* Task item
The word "phone" occurs in some of the lines below; copy each of those lines.
● ● ● ● ●
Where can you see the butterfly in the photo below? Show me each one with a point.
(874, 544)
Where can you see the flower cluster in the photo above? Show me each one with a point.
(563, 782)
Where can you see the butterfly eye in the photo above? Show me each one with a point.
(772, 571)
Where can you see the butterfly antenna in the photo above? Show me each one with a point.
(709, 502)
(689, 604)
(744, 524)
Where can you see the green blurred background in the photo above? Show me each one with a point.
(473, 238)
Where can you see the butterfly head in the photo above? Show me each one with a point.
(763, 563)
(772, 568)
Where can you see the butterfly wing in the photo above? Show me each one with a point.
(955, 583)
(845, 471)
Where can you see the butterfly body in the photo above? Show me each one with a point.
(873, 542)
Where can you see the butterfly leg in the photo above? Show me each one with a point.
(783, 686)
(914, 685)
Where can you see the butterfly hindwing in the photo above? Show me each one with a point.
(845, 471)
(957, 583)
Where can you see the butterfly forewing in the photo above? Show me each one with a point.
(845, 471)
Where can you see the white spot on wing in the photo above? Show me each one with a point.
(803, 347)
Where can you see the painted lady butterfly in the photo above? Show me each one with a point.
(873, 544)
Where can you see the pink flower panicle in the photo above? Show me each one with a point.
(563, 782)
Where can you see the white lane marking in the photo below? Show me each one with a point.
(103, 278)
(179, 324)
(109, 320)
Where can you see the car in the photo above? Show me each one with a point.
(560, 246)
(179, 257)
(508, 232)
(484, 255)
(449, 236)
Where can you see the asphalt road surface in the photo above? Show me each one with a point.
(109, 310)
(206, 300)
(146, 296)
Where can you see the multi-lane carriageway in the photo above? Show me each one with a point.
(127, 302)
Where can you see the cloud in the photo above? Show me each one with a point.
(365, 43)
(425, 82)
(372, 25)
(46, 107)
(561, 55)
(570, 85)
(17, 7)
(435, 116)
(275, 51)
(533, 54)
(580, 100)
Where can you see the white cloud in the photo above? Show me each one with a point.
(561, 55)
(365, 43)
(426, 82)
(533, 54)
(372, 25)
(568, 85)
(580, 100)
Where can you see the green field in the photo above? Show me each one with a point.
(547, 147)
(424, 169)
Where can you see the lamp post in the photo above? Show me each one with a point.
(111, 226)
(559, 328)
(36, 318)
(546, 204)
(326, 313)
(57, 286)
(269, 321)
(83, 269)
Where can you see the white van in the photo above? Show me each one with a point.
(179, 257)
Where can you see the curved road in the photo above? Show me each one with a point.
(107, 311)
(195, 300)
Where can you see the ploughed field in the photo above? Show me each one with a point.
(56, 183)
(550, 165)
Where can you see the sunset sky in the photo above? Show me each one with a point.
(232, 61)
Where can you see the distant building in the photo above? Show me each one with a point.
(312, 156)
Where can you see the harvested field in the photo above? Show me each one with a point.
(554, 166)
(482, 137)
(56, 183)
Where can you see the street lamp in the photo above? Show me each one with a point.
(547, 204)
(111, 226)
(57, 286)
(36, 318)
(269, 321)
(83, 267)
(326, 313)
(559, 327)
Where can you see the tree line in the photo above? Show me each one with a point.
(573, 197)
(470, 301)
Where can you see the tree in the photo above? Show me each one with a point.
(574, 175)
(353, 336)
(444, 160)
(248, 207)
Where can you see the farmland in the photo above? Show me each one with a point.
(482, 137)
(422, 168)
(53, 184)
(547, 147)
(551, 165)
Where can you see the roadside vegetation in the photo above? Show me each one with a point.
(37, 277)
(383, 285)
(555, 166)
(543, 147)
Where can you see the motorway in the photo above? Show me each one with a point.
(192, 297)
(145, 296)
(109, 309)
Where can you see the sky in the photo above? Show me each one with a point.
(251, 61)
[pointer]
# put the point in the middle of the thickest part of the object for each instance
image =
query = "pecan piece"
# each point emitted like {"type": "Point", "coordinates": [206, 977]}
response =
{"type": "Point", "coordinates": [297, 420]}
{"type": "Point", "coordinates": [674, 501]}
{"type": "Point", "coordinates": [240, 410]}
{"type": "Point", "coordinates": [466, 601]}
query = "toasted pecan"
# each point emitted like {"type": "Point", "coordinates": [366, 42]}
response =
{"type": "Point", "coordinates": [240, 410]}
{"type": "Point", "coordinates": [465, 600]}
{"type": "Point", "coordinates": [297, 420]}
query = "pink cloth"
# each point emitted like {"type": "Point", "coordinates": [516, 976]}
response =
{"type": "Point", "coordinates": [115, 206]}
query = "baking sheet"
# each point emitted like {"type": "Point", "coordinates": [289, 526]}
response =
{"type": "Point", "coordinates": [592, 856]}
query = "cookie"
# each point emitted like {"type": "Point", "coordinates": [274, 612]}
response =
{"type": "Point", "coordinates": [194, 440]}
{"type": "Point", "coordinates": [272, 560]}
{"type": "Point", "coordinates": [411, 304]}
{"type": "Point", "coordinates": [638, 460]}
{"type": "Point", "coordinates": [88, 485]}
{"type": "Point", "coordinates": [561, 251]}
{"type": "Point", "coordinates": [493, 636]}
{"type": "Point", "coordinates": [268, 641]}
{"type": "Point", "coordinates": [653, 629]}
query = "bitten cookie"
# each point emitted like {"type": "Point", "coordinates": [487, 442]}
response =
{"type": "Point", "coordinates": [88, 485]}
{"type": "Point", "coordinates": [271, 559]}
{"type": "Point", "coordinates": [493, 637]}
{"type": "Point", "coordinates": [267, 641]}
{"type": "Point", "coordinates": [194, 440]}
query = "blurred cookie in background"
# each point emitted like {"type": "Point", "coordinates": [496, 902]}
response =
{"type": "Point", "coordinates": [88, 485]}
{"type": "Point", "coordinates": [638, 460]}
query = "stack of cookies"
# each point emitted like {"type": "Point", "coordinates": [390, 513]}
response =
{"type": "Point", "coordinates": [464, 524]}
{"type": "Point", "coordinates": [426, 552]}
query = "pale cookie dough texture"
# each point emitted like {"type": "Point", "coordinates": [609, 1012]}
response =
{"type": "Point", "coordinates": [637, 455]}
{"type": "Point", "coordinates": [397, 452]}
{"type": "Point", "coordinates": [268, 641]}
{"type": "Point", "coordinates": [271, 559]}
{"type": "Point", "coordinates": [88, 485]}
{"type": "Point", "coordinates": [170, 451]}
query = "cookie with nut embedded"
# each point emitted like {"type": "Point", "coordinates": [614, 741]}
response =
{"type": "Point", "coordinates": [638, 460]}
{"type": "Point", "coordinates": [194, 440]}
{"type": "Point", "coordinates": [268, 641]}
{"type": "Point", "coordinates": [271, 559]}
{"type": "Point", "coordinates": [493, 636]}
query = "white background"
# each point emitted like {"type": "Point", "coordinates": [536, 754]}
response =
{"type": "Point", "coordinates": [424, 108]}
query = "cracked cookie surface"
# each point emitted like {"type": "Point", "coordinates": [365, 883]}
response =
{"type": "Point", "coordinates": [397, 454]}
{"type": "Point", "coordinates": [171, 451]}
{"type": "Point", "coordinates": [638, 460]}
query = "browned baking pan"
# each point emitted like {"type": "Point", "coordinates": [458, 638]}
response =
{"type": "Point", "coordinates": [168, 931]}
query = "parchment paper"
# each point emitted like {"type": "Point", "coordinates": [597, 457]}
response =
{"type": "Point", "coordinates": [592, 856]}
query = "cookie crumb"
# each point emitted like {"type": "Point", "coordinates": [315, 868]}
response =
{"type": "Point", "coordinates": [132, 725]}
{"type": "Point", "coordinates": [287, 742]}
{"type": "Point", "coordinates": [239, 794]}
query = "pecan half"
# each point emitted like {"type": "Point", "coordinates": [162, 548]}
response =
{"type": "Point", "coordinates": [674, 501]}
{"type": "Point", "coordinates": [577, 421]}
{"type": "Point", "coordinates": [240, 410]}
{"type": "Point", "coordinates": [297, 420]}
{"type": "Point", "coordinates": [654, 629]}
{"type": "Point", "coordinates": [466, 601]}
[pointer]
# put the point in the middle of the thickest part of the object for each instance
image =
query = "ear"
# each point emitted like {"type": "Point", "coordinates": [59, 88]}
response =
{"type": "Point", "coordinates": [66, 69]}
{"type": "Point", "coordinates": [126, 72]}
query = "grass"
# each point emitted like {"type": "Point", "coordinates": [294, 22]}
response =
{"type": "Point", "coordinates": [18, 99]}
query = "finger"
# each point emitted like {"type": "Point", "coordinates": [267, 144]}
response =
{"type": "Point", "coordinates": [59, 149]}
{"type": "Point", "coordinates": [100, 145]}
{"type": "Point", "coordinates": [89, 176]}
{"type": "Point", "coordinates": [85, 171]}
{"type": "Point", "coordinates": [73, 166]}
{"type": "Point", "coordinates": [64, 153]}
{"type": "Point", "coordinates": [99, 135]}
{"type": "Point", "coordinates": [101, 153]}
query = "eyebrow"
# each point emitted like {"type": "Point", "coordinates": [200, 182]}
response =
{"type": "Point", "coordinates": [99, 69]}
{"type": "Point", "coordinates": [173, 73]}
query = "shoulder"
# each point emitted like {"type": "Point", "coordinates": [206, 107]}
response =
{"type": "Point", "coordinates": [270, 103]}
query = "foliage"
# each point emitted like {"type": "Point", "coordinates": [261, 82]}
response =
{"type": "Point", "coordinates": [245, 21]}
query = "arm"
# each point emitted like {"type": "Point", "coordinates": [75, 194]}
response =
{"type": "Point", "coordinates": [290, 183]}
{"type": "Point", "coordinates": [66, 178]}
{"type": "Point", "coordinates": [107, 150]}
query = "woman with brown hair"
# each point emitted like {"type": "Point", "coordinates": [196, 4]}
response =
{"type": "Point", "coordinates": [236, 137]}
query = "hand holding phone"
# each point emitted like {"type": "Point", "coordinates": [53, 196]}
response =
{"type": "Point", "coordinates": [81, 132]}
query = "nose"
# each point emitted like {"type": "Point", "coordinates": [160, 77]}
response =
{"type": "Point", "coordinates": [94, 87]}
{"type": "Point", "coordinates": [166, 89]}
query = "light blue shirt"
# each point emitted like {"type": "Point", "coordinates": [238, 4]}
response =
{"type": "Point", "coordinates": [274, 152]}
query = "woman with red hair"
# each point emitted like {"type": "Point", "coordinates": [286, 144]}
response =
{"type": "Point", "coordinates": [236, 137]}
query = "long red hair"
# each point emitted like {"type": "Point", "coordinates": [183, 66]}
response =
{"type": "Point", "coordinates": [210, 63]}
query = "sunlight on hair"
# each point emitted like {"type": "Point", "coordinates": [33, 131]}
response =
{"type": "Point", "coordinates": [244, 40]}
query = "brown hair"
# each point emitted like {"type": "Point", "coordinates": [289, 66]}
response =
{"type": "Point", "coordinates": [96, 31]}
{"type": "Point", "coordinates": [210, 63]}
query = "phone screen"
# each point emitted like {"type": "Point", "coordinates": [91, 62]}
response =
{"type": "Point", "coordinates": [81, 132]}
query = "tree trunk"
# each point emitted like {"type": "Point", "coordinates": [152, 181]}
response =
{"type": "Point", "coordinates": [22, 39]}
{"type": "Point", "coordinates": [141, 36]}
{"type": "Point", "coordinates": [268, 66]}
● ● ● ● ●
* Finished exercise
query = "hand holding phone"
query = "phone screen"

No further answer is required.